Write out the part of the post on parsing ORC files from S3 that runs from "I have an application" to "objectRequest = GetObjectRequest.builder()".

__EXCERPT__
━━━━

Issue downloading/parsing ORC File from S3, or from Local Path

66 Views Asked by At

I have an application deployed that is supposed to parse/download an ORC File from an S3 bucket.

I have tried multiple things, one of them being, downloading the File locally in the app, and try to create an OrcReader object using the createReader method form Hadoop, using the Hadoop.fs.Path, passing in as an argument the path to the app local file. But every time I'm getting:

- Unknown error occurred
java.lang.RuntimeException: java.lang.ClassNotFoundException: Class org.apache.hadoop.fs.LocalFileSystem not found

My code is:

final GetObjectRequest objectRequest = GetObjectRequest.builder()
                                                           .bucket(s3Bucket)
                                                           .key(fullPath)

━━━━

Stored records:
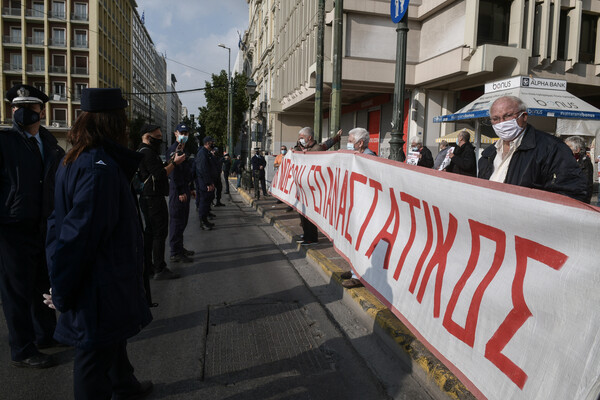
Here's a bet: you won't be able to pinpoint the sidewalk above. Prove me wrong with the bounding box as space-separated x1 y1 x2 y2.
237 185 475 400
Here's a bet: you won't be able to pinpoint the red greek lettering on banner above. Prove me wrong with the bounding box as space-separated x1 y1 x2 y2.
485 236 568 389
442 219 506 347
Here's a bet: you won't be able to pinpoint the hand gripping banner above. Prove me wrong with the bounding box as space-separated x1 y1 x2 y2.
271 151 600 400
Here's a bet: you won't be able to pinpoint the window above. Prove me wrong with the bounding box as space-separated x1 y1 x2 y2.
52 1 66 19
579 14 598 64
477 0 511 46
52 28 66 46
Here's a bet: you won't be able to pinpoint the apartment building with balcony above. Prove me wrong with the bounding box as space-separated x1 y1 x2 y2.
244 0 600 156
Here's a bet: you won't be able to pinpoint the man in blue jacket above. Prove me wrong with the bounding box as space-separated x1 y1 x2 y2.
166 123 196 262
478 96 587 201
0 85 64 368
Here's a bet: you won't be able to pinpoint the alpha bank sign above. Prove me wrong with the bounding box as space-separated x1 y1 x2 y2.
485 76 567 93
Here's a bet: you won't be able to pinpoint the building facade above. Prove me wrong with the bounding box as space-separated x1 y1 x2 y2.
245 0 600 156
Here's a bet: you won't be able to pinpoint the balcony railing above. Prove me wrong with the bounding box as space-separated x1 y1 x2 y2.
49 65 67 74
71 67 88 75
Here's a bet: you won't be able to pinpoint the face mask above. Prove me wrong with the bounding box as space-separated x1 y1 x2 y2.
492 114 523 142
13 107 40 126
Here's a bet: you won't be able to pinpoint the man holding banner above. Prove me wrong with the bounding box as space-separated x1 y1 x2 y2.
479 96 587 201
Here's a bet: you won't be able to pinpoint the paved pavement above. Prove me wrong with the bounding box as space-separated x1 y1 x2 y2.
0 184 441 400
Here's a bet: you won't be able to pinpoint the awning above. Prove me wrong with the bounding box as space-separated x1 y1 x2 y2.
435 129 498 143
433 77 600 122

━━━━

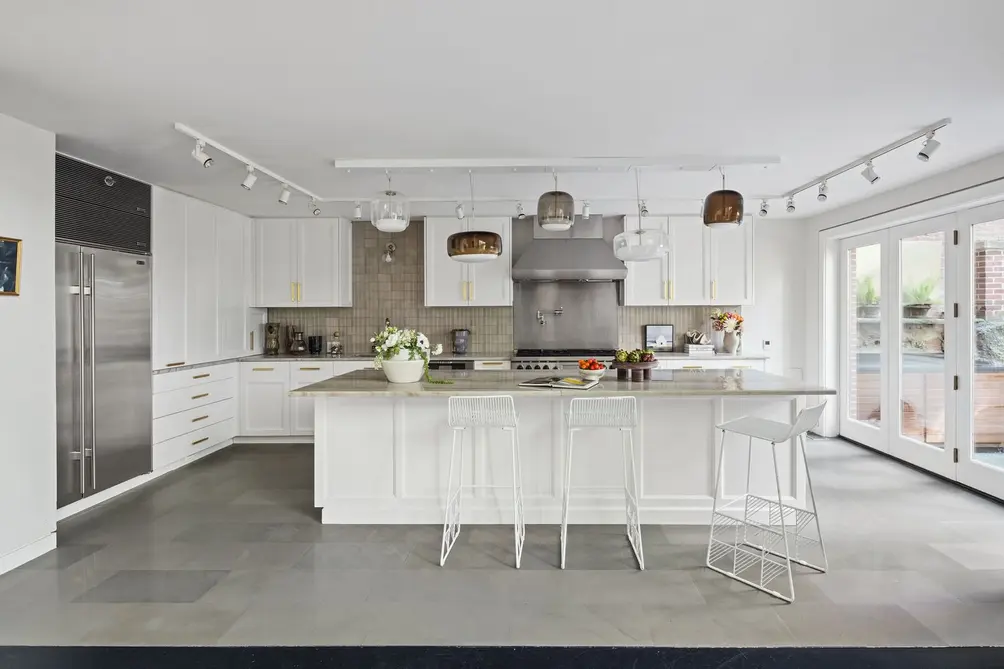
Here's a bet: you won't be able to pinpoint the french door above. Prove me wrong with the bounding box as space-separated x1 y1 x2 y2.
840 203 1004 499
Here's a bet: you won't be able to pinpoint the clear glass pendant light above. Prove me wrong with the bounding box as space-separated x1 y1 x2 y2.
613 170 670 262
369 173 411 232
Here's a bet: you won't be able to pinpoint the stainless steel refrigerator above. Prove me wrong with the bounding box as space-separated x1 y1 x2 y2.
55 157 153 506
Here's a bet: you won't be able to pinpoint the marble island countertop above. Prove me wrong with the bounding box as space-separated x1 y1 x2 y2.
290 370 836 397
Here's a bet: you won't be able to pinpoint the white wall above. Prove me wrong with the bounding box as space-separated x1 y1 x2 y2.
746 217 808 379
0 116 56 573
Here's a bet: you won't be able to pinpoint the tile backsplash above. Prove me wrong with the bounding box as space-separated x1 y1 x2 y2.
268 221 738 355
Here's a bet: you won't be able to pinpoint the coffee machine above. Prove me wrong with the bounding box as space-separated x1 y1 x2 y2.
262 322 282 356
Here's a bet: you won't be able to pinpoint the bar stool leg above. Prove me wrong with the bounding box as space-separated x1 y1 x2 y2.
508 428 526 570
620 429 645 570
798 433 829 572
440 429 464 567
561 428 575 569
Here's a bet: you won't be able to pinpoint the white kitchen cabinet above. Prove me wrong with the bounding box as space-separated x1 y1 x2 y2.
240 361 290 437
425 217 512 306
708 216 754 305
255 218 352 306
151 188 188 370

━━━━

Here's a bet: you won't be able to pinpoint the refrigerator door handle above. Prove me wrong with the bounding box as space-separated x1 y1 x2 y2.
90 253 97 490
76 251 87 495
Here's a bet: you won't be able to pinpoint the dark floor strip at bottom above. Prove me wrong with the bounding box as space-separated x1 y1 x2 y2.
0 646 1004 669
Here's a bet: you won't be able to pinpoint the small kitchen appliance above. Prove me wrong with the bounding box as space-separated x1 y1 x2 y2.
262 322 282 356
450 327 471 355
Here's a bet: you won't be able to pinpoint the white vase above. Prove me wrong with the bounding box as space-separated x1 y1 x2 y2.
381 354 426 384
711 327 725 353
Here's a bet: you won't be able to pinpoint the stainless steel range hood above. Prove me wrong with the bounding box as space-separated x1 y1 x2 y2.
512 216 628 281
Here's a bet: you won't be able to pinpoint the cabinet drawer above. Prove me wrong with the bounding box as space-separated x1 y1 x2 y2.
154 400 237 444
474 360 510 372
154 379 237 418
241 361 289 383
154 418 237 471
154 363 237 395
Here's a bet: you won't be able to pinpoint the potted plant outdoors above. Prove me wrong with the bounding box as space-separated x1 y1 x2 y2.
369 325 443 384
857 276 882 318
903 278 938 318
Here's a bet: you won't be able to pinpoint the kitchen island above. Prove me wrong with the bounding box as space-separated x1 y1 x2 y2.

━━━━

__SOLUTION TO THE EXERCISE__
I have an application deployed that is supposed to parse/download an ORC File from an S3 bucket.

I have tried multiple things, one of them being, downloading the File locally in the app, and try to create an OrcReader object using the createReader method form Hadoop, using the Hadoop.fs.Path, passing in as an argument the path to the app local file. But every time I'm getting:

- Unknown error occurred
java.lang.RuntimeException: java.lang.ClassNotFoundException: Class org.apache.hadoop.fs.LocalFileSystem not found

My code is:

final GetObjectRequest objectRequest = GetObjectRequest.builder()